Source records
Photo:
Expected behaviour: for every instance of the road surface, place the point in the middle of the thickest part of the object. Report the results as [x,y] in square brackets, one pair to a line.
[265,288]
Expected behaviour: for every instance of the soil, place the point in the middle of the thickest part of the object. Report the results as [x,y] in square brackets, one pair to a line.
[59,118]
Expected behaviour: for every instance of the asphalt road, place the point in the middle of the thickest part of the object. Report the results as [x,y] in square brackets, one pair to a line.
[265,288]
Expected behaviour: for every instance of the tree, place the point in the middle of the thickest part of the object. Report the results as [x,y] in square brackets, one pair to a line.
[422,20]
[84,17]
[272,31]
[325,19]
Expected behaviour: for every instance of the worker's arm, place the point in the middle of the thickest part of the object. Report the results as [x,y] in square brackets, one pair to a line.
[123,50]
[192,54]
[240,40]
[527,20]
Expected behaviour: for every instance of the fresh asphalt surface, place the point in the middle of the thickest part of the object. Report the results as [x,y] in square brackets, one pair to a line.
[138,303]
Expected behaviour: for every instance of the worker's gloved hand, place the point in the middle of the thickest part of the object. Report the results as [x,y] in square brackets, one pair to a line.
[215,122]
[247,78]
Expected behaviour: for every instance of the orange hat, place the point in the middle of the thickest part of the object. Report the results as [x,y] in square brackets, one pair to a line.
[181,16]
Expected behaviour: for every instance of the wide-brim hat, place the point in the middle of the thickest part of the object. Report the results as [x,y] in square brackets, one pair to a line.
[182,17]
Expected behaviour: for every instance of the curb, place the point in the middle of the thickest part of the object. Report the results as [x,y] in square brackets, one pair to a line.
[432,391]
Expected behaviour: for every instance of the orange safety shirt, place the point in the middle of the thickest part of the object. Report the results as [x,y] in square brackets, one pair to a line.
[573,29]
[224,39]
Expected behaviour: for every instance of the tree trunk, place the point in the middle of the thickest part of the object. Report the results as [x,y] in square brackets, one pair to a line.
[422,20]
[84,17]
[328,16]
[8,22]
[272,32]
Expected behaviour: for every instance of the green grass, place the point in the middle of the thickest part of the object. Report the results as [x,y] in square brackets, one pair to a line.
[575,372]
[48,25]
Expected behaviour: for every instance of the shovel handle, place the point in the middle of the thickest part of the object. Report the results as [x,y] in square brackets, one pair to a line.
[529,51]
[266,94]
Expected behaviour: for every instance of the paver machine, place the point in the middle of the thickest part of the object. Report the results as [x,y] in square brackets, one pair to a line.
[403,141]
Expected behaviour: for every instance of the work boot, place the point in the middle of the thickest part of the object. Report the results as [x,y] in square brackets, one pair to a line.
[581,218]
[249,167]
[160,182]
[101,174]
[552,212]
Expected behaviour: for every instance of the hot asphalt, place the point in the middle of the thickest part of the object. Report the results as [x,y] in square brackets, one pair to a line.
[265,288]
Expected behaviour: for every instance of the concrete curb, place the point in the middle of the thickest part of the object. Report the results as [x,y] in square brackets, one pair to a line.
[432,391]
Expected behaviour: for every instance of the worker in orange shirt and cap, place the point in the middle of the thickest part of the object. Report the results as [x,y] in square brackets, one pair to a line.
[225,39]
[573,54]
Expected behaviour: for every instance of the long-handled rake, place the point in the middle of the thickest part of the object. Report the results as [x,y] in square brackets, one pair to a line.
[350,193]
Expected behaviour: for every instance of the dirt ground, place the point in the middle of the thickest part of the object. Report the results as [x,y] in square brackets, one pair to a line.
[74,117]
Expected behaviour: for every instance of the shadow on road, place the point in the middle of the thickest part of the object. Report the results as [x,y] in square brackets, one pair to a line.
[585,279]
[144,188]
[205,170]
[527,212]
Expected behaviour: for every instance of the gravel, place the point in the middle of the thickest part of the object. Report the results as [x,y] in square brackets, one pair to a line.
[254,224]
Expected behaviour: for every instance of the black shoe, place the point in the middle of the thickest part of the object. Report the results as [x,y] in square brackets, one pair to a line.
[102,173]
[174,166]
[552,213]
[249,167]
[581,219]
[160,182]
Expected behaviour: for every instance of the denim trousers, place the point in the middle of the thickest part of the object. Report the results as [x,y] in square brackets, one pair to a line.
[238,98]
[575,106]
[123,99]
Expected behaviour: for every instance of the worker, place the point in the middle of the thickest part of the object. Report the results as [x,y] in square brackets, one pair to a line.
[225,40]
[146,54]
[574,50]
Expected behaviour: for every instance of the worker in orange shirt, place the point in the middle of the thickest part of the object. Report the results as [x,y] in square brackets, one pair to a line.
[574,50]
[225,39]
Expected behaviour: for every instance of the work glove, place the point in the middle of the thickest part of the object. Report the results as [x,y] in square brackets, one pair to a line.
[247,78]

:: TASK GOAL ::
An exact copy of all the entries is the required answer.

:: PROBLEM SOLUTION ::
Photo:
Expected behaviour: for every instance of the road surface, place the point in the middle of the thickest part of the object. Report the results as [x,y] in square brackets, one pair to a line.
[265,288]
Expected behaviour: for every instance of the soil, place the point in the middle of the thickest part of the object. Report the results as [x,y] in square brackets, one pair to a line.
[59,118]
Expected behaviour: for every instance of the asphalt road, place the point in the middle of the thickest part of the object. Report the results as [x,y] in square brackets, one pair to a line.
[265,288]
Expected behaviour: for every instance of the tree, place the point in the middle of the thickest part of the object. Report the results as [x,y] in square brackets, one pair to a line.
[422,20]
[84,17]
[272,31]
[325,19]
Expected behaviour: for every instance of the worker's arm, place the point in the middle of the thickest part of the object. Report the results as [x,y] in square brackets, one pair to a line.
[123,50]
[192,54]
[240,40]
[527,20]
Expected behaviour: for every instance of the fresh asphalt surface, place the point in the middle of the thickest part of the object. Report the results as [x,y] in square brackets, one pair to a line.
[138,303]
Expected behaviour: for every instance of the worker's gloved hand, place the point in the middle of the thickest part of the object. Report the results as [x,y] in square brackets, one pair to a line.
[215,122]
[247,78]
Expected behaviour: for every instance of the orange hat, place the point in the middle of the thickest part of the object. Report the results as [x,y] in square brackets, one pair to a line.
[181,16]
Expected behaviour: for every instance of the wide-brim hat, place the point in the middle of the thickest part of the object. Report the results as [x,y] in square brackets, one pair to a line.
[182,17]
Expected behaviour: for every instance of the curb, place the point in the middle of the thickest part of the object. Report the results as [x,y] in square brackets, one pair to a line.
[432,391]
Expected behaviour: for every instance of the orange safety shirt, place the point in the middle of the thickest part of the object. Report the results as [x,y] in square brackets, one pair to a line.
[573,29]
[224,39]
Expected behaviour: for every instance of the tree trunk, place the point in the middle of the thickest part of the object. Report the results as [x,y] in square brackets, one pair to a line.
[422,20]
[84,17]
[328,16]
[8,22]
[272,32]
Expected behaviour: for every instance of the green grass, place the point in the middle of the thickest part of the object. Report the results as [x,y] in square brackets, one pair to a line.
[575,372]
[48,25]
Expected behaviour: for every instance of the shovel handle, place the point in the middle of the thickest part of the object. Report the results as [x,y] in square brackets, one pair to a line.
[529,51]
[266,94]
Expected behaviour: for every instance of the paver machine, place the point in the middle of the thickest part of the object. Report the results as [x,y] in square brackets, one pair to a line.
[403,141]
Expected behaviour: for every instance of the work boot, place the point in the middle of the thickest part of the object. Report the results as [x,y] in square brackets, one pair to a line.
[581,218]
[249,167]
[160,182]
[101,174]
[552,212]
Expected behaviour: for every instance of the hot asphalt, place the point in the middle of the thickest part of the object. Report the results as [x,y] in square brackets, one pair to a line.
[265,288]
Expected behaviour: for every instance of the concrete curb, place the point in the middle of the thickest part of the object. Report the results as [x,y] in square brackets, one pair to a line.
[432,391]
Expected behaviour: for every instance of the worker in orange shirt and cap, place the point in the middle of the thickest part of the object. Report the results as [x,y] in square brackets, one pair to a line.
[225,39]
[573,54]
Expected behaviour: for every instance of the long-handled rake, place the point in the middle of the thickest part of the object. Report the results as [x,y] in square brackets, one pair to a line.
[350,193]
Expected behaviour: for every instance of the dirt ground, place the point in the middle of the thickest part of the object. Report the results as [x,y] in square brackets, one pair to a line.
[74,117]
Expected behaviour: for every instance of the shadow on road, place the point in the middle of the thickest part of the object. Report the results as [x,y] in square brackets, one pair to a line.
[585,279]
[144,188]
[205,170]
[527,212]
Expected behaviour: for every instance of the gravel, place the point in the middle of the thickest part of the object. Report the results as [x,y] in square brackets, one pair to a line.
[254,224]
Expected behaviour: for every instance of the black shoe, place the point in the middle of the thickest part of the object. Report the results as [x,y] in square brackets, one pair to a line.
[102,173]
[174,166]
[552,213]
[249,167]
[581,219]
[160,182]
Expected behaviour: for every instance of the denim trousers, place the point in the middle of the thickest part of the object. Report the results as [x,y] in square brackets, one pair to a line.
[238,98]
[575,106]
[123,99]
Expected behaviour: for every instance of the worker, place the point in the middle of the thickest part of the object. Report the results as [x,y] in square brackets, one pair to a line.
[225,40]
[146,54]
[574,50]
Expected behaviour: for every instance of the worker in orange shirt, place the point in the middle of the thickest part of the object. Report the results as [x,y] in square brackets, one pair to a line.
[574,50]
[225,39]
Expected behaviour: for every instance of the work glove, place the point in the middle of the thickest part of the object. Report the results as [x,y] in square brackets, one pair to a line.
[247,78]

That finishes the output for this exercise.